### Stored items from a collection
------------
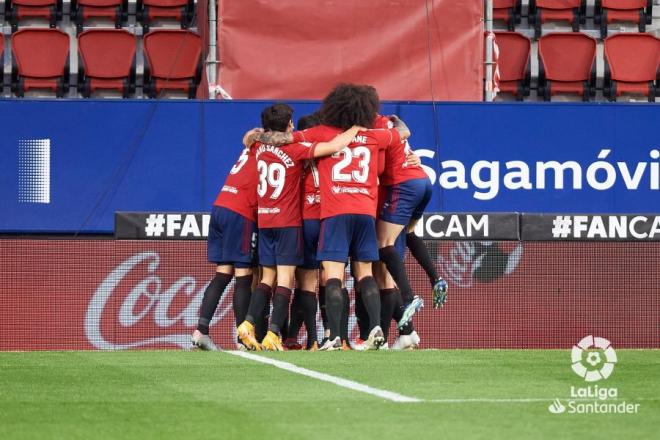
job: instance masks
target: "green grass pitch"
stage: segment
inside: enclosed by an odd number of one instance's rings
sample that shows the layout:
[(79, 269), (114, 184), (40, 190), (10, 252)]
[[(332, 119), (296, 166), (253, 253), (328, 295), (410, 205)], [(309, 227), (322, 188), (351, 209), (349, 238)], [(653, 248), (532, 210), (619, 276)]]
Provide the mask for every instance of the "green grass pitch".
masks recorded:
[(598, 386), (639, 403), (637, 414), (550, 413), (552, 399), (585, 386), (566, 350), (264, 355), (418, 403), (227, 353), (0, 353), (0, 439), (658, 438), (660, 351), (617, 354)]

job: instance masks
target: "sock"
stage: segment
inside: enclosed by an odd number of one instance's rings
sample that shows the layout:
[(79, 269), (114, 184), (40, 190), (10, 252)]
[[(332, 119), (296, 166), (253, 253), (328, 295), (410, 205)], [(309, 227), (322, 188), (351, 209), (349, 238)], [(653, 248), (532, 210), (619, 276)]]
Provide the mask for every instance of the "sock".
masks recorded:
[(291, 301), (291, 312), (289, 313), (289, 328), (287, 330), (287, 337), (289, 338), (298, 338), (300, 327), (302, 327), (304, 322), (301, 292), (300, 289), (293, 291), (293, 301)]
[(273, 296), (273, 291), (269, 290), (266, 295), (266, 302), (264, 303), (263, 309), (259, 312), (259, 318), (254, 324), (254, 332), (257, 337), (257, 341), (261, 341), (266, 337), (268, 332), (268, 321), (270, 320), (270, 299)]
[[(250, 298), (250, 305), (248, 306), (247, 315), (245, 315), (245, 320), (251, 324), (256, 324), (257, 320), (260, 320), (264, 314), (264, 307), (268, 302), (272, 294), (272, 289), (268, 284), (259, 283), (257, 288), (252, 292), (252, 297)], [(268, 313), (266, 313), (268, 314)]]
[(341, 280), (339, 278), (331, 278), (325, 283), (325, 312), (328, 315), (331, 340), (334, 340), (337, 336), (341, 336), (342, 303)]
[[(401, 299), (401, 293), (399, 292), (398, 289), (394, 289), (394, 312), (392, 313), (392, 320), (395, 323), (398, 323), (401, 318), (403, 317), (403, 299)], [(415, 331), (415, 328), (413, 327), (412, 321), (410, 321), (408, 324), (403, 326), (401, 330), (399, 330), (400, 335), (409, 335), (413, 331)]]
[(289, 313), (289, 300), (291, 300), (291, 289), (277, 286), (273, 295), (273, 316), (270, 319), (270, 331), (281, 335), (286, 315)]
[(316, 294), (301, 290), (299, 304), (307, 329), (307, 348), (310, 348), (312, 343), (318, 340), (318, 334), (316, 333)]
[(394, 246), (385, 246), (378, 250), (378, 255), (380, 256), (380, 261), (387, 266), (387, 270), (392, 275), (392, 278), (394, 278), (397, 287), (399, 287), (403, 302), (405, 304), (412, 302), (413, 293), (410, 287), (410, 281), (408, 281), (408, 275), (406, 275), (406, 267), (396, 248)]
[(424, 269), (424, 272), (426, 272), (431, 285), (434, 285), (435, 281), (439, 278), (438, 271), (435, 270), (435, 265), (433, 264), (433, 260), (431, 260), (429, 250), (426, 249), (424, 240), (411, 232), (406, 234), (406, 246), (408, 246), (412, 256), (415, 257), (415, 260), (417, 260), (419, 265), (422, 266), (422, 269)]
[(369, 337), (369, 316), (367, 315), (367, 309), (364, 307), (359, 288), (355, 289), (355, 317), (360, 330), (360, 339), (366, 341)]
[(244, 275), (236, 277), (236, 284), (234, 285), (234, 298), (232, 306), (234, 308), (234, 318), (236, 320), (236, 327), (245, 321), (248, 307), (250, 307), (250, 297), (252, 296), (252, 275)]
[(380, 325), (380, 294), (374, 277), (364, 277), (359, 282), (360, 294), (369, 316), (369, 331)]
[(325, 311), (325, 286), (319, 286), (319, 309), (321, 309), (321, 321), (323, 330), (328, 328), (328, 315)]
[[(380, 328), (383, 329), (385, 340), (390, 333), (390, 324), (396, 307), (396, 289), (381, 289), (380, 291)], [(401, 297), (398, 295), (399, 298)]]
[(341, 336), (342, 341), (348, 342), (348, 314), (351, 310), (351, 302), (348, 299), (348, 289), (341, 289), (341, 298), (344, 307), (341, 311), (341, 328), (339, 329), (339, 335)]
[(197, 320), (197, 330), (203, 335), (209, 334), (209, 325), (211, 325), (215, 309), (218, 307), (220, 297), (231, 279), (232, 275), (216, 272), (215, 276), (206, 287), (204, 298), (202, 299), (202, 305), (199, 309), (199, 319)]

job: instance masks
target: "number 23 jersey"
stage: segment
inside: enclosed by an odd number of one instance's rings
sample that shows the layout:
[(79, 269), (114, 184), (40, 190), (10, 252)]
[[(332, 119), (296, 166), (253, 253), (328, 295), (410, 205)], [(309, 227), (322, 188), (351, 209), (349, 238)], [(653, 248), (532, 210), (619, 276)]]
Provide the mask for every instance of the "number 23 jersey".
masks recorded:
[[(341, 129), (319, 125), (293, 133), (295, 142), (326, 142)], [(378, 202), (378, 155), (401, 142), (394, 130), (366, 130), (332, 156), (317, 159), (321, 187), (321, 218), (342, 214), (376, 217)]]
[(306, 160), (314, 157), (316, 145), (293, 143), (274, 147), (256, 142), (257, 223), (259, 228), (302, 225), (300, 179)]

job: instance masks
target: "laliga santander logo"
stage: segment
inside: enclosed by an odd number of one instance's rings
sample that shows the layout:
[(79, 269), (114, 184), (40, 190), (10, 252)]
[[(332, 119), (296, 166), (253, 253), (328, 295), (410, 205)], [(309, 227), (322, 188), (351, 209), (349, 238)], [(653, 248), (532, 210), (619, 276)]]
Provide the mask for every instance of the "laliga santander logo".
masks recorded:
------------
### WORK ITEM
All of the entries above should be retyped exactly, with the pictures left out.

### SOLUTION TO THIS EXERCISE
job: instance masks
target: "green grass pitch"
stage: segment
inside: enclosed by an odd number of one instance's rings
sample that shows the layout:
[(79, 269), (114, 184), (40, 190), (10, 252)]
[[(332, 119), (296, 166), (253, 253), (328, 295), (410, 205)], [(309, 227), (322, 188), (351, 209), (349, 238)], [(653, 248), (532, 210), (619, 276)]]
Provide the mask for every instance of the "green grass pitch".
masks recorded:
[(598, 386), (639, 403), (637, 414), (550, 413), (552, 399), (585, 386), (566, 350), (264, 355), (418, 403), (227, 353), (0, 353), (0, 439), (658, 438), (660, 351), (617, 354)]

job: instance masks
target: "sock"
stage: segment
inside: enclosed by an odd number of one instance's rings
sample that shows the layout:
[(79, 269), (114, 184), (40, 190), (10, 252)]
[[(332, 119), (296, 166), (253, 253), (328, 295), (410, 205)], [(309, 227), (322, 188), (351, 209), (349, 238)], [(653, 248), (532, 210), (619, 276)]]
Provide the mask for every instance of the "sock".
masks recorded:
[(291, 301), (291, 312), (289, 313), (289, 328), (287, 330), (287, 337), (289, 338), (298, 338), (300, 327), (302, 327), (304, 322), (301, 292), (300, 289), (293, 291), (293, 301)]
[(273, 296), (273, 291), (269, 290), (266, 295), (266, 302), (264, 303), (263, 309), (259, 312), (259, 318), (254, 324), (254, 332), (257, 337), (257, 341), (261, 341), (266, 337), (268, 332), (268, 321), (270, 320), (270, 299)]
[[(250, 298), (250, 305), (248, 306), (247, 315), (245, 315), (245, 320), (251, 324), (256, 324), (257, 320), (260, 320), (264, 314), (264, 307), (268, 302), (272, 294), (272, 289), (268, 284), (259, 283), (257, 288), (252, 292), (252, 297)], [(268, 313), (266, 313), (268, 314)]]
[(341, 280), (339, 278), (331, 278), (325, 283), (325, 312), (328, 315), (331, 340), (334, 340), (337, 336), (341, 336), (342, 303)]
[[(401, 299), (401, 293), (399, 292), (398, 289), (394, 289), (394, 312), (392, 313), (392, 320), (395, 323), (398, 323), (401, 318), (403, 317), (403, 299)], [(415, 331), (415, 328), (413, 327), (412, 321), (410, 321), (408, 324), (403, 326), (401, 330), (399, 330), (400, 335), (409, 335), (413, 331)]]
[(289, 313), (289, 300), (291, 300), (291, 289), (277, 286), (273, 295), (273, 316), (270, 319), (270, 331), (281, 335), (286, 315)]
[(316, 294), (301, 290), (299, 304), (307, 329), (307, 348), (310, 348), (312, 343), (318, 340), (318, 334), (316, 333)]
[(394, 246), (385, 246), (378, 250), (378, 255), (380, 256), (380, 261), (387, 266), (387, 270), (392, 275), (392, 278), (394, 278), (397, 287), (399, 287), (403, 302), (405, 304), (412, 302), (413, 293), (410, 287), (410, 281), (408, 281), (408, 275), (406, 275), (406, 267), (396, 248)]
[(424, 269), (424, 272), (426, 272), (431, 285), (434, 285), (435, 281), (439, 278), (438, 271), (435, 270), (435, 265), (433, 264), (433, 260), (431, 260), (429, 250), (426, 249), (424, 240), (411, 232), (406, 234), (406, 246), (408, 246), (412, 256), (415, 257), (415, 260), (417, 260), (419, 265), (422, 266), (422, 269)]
[(369, 337), (369, 316), (367, 315), (367, 309), (364, 307), (359, 288), (355, 289), (355, 317), (360, 330), (360, 339), (366, 341)]
[(244, 275), (236, 277), (236, 284), (234, 285), (234, 298), (232, 306), (234, 308), (234, 318), (236, 320), (236, 327), (245, 321), (248, 307), (250, 307), (250, 297), (252, 296), (252, 275)]
[(380, 325), (380, 294), (374, 277), (364, 277), (359, 282), (360, 294), (369, 316), (369, 331)]
[(325, 311), (325, 286), (319, 286), (319, 309), (321, 309), (321, 321), (323, 330), (328, 328), (328, 315)]
[[(380, 328), (383, 329), (385, 340), (390, 333), (390, 324), (396, 307), (396, 289), (381, 289), (380, 291)], [(401, 297), (398, 295), (399, 298)]]
[(341, 336), (342, 341), (348, 342), (348, 314), (351, 310), (351, 302), (348, 299), (348, 289), (341, 289), (341, 298), (344, 307), (341, 311), (341, 328), (339, 329), (339, 335)]
[(197, 320), (197, 330), (203, 335), (209, 334), (209, 325), (211, 325), (215, 309), (218, 307), (220, 297), (231, 279), (232, 275), (216, 272), (215, 276), (206, 287), (204, 298), (202, 299), (202, 305), (199, 309), (199, 319)]

job: instance masks
target: "number 23 jersey"
stage: segment
inside: enclosed by an odd number of one instance's rings
sample that shows the layout:
[(79, 269), (114, 184), (40, 190), (10, 252)]
[[(332, 119), (296, 166), (253, 253), (328, 295), (410, 205)], [(309, 227), (322, 188), (351, 209), (349, 238)], [(653, 248), (532, 210), (619, 276)]]
Provide the mask for every instance of the "number 23 jersey".
masks recorded:
[[(341, 129), (319, 125), (293, 133), (295, 142), (326, 142)], [(378, 202), (378, 155), (401, 142), (394, 130), (366, 130), (332, 156), (317, 159), (321, 187), (321, 218), (342, 214), (376, 217)]]
[(306, 160), (314, 157), (316, 145), (293, 143), (274, 147), (256, 142), (257, 223), (259, 228), (302, 225), (300, 179)]

job: instance masks
target: "laliga santander logo"
stage: segment
inside: enclosed by an odd number of one instance's rings
sample that shows the layout:
[(79, 269), (114, 184), (40, 190), (10, 252)]
[[(332, 119), (296, 166), (253, 253), (328, 295), (410, 205)], [(309, 227), (322, 188), (351, 209), (349, 238)], [(653, 248), (532, 210), (619, 276)]]
Provide the mask for every instance of the "laliga santander logo".
masks recorded:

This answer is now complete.